California & San Francisco-Specific Regulatory Notes

California has some of the strongest borrower protections in the country. Here's what matters most for San Francisco County buyers: **Proposition 13 & Property Taxes** California's Proposition 13 caps annual property tax increases at 2% per year once you own a home. Your base tax rate is set at roughly 1% of the purchase price at the time you buy. In San Francisco, the city also levies additional special assessments and parcel taxes, so your total effective property tax rate is typically 1.15–1.25% of assessed value. Budget for this when calculating your monthly housing costs. **Proposition 19 (2021)** Affects how property tax benefits transfer between parents and children. If you're planning to pass property to family, speak with a California estate attorney about the current rules. **California Homeowner's Bill of Rights** If you ever face financial hardship, California law requires lenders to offer a single point of contact, prohibits dual-tracking (pursuing foreclosure while a loan modification is pending), and gives you the right to appeal a denial of a loan modification. **Rent Control Considerations for Investors** If you're buying a multi-unit property in San Francisco, be aware that San Francisco's Rent Ordinance applies to most residential rental units built before June 1979. This means rent increases are capped and evictions are restricted. This affects cash flow projections and your exit options. Review the San Francisco Rent Board's guidelines before purchasing. **California Mortgage Relief Program** If you experienced pandemic-related hardship, the California Mortgage Relief Program may still have resources. Check MortgageRelief.ca.gov for current status. **HUD-Approved Housing Counselors** California requires lenders to provide borrowers with a list of HUD-approved housing counselors. In San Francisco, MEDA and several other organizations offer free HUD-certified counseling. This is valuable — use it before you sign anything.

- Provided records
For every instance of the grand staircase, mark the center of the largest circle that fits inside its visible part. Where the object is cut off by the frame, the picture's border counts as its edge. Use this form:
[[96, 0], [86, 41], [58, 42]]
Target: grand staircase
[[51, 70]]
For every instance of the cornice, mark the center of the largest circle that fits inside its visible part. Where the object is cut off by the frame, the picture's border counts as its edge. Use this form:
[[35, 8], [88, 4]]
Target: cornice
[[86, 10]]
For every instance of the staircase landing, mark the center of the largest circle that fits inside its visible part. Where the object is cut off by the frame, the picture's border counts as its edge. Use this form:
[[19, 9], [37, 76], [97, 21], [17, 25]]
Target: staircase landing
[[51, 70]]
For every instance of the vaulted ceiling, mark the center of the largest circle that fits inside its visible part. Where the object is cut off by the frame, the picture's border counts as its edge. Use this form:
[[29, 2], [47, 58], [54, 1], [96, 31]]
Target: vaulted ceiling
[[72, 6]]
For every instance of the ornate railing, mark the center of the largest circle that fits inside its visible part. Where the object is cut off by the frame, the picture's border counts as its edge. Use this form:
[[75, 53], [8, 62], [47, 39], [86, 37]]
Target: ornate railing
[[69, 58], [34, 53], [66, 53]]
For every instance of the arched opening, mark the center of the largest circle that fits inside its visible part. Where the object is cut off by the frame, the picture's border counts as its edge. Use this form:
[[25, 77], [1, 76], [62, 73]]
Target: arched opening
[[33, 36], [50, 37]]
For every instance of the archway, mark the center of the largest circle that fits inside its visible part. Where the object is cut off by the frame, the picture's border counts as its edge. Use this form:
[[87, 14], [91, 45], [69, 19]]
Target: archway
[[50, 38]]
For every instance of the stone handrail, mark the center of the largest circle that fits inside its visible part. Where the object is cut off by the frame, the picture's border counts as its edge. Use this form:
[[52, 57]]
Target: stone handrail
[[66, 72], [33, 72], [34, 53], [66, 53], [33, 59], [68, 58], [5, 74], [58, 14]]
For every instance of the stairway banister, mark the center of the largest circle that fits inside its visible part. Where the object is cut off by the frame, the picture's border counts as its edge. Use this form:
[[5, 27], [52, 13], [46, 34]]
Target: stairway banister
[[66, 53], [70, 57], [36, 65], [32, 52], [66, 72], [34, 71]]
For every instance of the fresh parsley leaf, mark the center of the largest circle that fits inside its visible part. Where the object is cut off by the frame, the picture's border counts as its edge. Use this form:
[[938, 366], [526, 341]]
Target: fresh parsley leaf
==
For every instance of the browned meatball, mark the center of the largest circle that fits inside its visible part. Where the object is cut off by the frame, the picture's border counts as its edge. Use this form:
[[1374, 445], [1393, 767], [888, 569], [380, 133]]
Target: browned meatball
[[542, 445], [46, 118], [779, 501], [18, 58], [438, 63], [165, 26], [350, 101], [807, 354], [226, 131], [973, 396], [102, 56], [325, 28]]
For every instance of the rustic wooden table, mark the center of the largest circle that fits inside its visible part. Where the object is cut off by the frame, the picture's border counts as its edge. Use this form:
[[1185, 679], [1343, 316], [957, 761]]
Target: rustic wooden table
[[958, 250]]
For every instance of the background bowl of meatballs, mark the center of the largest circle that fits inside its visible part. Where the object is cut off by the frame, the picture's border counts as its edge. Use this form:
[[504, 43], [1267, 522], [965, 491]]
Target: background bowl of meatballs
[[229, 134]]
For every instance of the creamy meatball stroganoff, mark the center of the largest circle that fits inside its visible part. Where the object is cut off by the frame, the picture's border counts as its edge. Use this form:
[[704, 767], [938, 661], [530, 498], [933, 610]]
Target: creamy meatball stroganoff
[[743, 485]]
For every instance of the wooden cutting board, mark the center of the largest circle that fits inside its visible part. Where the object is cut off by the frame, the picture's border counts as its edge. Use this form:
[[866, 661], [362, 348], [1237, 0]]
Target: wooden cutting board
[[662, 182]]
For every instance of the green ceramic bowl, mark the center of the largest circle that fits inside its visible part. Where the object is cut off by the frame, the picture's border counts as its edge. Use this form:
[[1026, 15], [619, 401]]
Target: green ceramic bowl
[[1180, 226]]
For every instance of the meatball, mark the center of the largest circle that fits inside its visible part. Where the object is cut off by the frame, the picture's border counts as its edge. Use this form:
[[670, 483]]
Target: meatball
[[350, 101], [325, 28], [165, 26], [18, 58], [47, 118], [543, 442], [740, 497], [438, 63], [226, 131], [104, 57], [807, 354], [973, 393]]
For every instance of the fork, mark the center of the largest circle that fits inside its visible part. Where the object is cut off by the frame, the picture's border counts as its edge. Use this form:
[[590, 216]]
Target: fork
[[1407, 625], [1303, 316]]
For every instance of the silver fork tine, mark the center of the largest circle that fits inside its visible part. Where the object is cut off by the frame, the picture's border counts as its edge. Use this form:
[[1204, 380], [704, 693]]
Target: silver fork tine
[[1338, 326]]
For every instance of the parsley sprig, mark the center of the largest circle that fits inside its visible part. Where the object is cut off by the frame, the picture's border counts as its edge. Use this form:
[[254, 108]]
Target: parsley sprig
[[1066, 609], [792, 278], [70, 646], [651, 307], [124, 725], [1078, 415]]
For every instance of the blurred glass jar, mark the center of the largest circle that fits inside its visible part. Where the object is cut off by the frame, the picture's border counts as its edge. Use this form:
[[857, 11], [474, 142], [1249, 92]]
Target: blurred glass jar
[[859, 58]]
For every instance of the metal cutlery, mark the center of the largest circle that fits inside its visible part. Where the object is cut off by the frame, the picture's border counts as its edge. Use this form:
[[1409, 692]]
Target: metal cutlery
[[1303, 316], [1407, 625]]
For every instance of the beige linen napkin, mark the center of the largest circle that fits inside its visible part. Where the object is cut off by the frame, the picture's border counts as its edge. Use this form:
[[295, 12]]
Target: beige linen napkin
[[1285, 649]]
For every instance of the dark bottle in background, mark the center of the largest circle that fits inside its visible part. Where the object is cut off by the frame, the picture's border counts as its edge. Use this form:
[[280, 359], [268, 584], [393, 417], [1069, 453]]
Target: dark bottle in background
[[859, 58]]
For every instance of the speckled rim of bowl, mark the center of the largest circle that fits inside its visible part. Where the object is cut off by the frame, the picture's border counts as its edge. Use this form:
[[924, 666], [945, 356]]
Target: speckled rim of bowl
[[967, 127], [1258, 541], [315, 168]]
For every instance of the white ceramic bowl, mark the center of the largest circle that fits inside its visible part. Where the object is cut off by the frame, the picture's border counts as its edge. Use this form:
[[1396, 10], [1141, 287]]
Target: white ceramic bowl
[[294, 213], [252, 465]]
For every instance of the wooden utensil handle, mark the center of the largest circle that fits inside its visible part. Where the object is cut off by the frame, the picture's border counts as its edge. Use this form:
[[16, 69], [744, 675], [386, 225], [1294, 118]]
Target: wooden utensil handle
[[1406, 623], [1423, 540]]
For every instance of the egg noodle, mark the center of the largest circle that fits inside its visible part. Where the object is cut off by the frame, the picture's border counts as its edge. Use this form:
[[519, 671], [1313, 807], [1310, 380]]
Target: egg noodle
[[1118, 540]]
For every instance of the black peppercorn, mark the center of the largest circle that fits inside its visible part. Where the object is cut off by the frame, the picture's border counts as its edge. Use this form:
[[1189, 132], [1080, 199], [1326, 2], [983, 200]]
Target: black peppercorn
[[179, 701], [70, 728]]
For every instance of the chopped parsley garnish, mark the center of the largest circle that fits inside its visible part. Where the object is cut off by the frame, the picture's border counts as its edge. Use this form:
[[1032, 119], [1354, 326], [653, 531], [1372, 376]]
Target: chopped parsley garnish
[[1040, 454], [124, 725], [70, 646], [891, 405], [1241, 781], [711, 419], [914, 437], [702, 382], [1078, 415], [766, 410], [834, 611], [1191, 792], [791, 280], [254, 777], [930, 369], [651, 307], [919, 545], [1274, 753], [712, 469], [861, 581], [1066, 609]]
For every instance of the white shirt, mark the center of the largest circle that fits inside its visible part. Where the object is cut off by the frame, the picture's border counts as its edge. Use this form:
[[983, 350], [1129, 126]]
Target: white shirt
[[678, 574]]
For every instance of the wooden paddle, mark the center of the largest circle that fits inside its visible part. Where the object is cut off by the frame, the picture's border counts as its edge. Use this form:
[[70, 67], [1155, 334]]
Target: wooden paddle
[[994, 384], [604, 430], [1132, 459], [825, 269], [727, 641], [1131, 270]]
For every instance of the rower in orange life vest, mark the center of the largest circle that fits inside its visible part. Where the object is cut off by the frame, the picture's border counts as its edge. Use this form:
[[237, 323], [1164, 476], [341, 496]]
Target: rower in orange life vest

- Directions for this task
According to the San Francisco regulatory notes, to which residential rental units does San Francisco's Rent Ordinance apply? The items play no part in the task that comes next.

- Solved problem
It applies to most residential rental units built before June 1979.